Tasks:
(1) Please summarize the essay on Māori medical school entry in two sentences.
(2) From the essay on Māori medical school entry, return the passage from "I’ve missed both" up to and including "a toilet stop.".
(3) In the essay on Māori medical school entry, what other special entry programme does the writer point out that people rarely complain about?

Excerpted passage Block Start

One of my classmates on my second day of school piped up saying "must have been easier to get into medical school because you're brown". Turns out I was two grade point averages above his exam results to get into medical school - tell me who deserves to be there out of the two of us now?
The fact of the matter exists that Māori experience a disproportionate burden of disease compared to the general population in New Zealand.
Many Māori also prefer to have Māori practitioners or people who are culturally competent. There’s this thing called equity in society which doesn’t always mean 50/50.
In that respect we must cater to some of our most deprived and most health afflicted populations. Dealing with the health of the most affected populations improves our overall population health and at the end of the day that’s what we in the medical profession are all here for.
People always harp on about the Māori and Pacific entrance as a ‘separate easy route’. Did you all know that there’s a rural entrance programme? Because we need doctors in rural medicine too you know.
I don’t hear a lot of complaints about a special entry route for them but I’m darn sure that it’s easier to change your address than your genetic profile so maybe you want to start paying them some attention too?
The aim of the MAP’s scheme is to facilitate Māori and PI into medical fields. While some call this the ‘easy path’ most are equally, and sometimes more, qualified than their peers.
Just because you're Māori and you’re in med school doesn’t mean you scraped the bottom of the GPA pool - in fact that assumption is just plain disrespectful.
Just to put this in perspective for you I graduated my degree with distinction in two disciplines, I received an award for the highest mark in our final medical school examinations, I was asked to sit distinction exams for nearly all of the faculties in my last year and I got my first pick of hospitals to work at because employees thought I was going to be good at my job.
To say that the only reason I got to be a doctor is because of my ethnicity is actually pretty insulting.
While all this complaining, name calling and distress from the public about an unfounded wave of underqualified Māori doctors goes on I’ve been pretty busy.
I’ve missed both lunch and dinner because I’ve been seeing sick kids and adults in our emergency department. I’ve sat down for approximately the length it takes to wee because my only break today was a toilet stop.
I’ve reviewed my HDU patient, fielded calls from GPs with queries all day and then have just finished my case in theatre for the evening. It’s 11pm as I write this, I’ve been working since 8am and I’ll be on call until 8am tomorrow.
So while you're all complaining and worrying about what sort of mayhem these ‘easy-entry’ doctors are going to cause I’ve just been doing my job.
I guess the point I’m trying to make is you should worry less about how people get to the destination and more about what their like once there.
The colour of your skin, or your gender for that matter, doesn’t influence how successful, compassionate and skilled you’re going to be as a doctor and those are the things the general public should care about.

Excerpted passage Block End
Information shown Block Start

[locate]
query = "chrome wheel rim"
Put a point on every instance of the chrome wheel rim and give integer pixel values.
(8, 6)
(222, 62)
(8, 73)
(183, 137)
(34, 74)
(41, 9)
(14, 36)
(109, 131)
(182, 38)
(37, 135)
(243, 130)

Information shown Block End

Answers by item:
(1) The writer, a doctor, rejects the view that the Māori and Pacific entry path is an easy route, pointing to the disproportionate disease burden Māori carry, the need for equity, and the writer's own academic distinctions. While others complain about supposedly underqualified doctors, the writer has been working long shifts, and argues that the public should care about a doctor's success, compassion and skill rather than how they got into medical school.

(2)
I’ve missed both lunch and dinner because I’ve been seeing sick kids and adults in our emergency department. I’ve sat down for approximately the length it takes to wee because my only break today was a toilet stop.

(3) A rural entrance programme.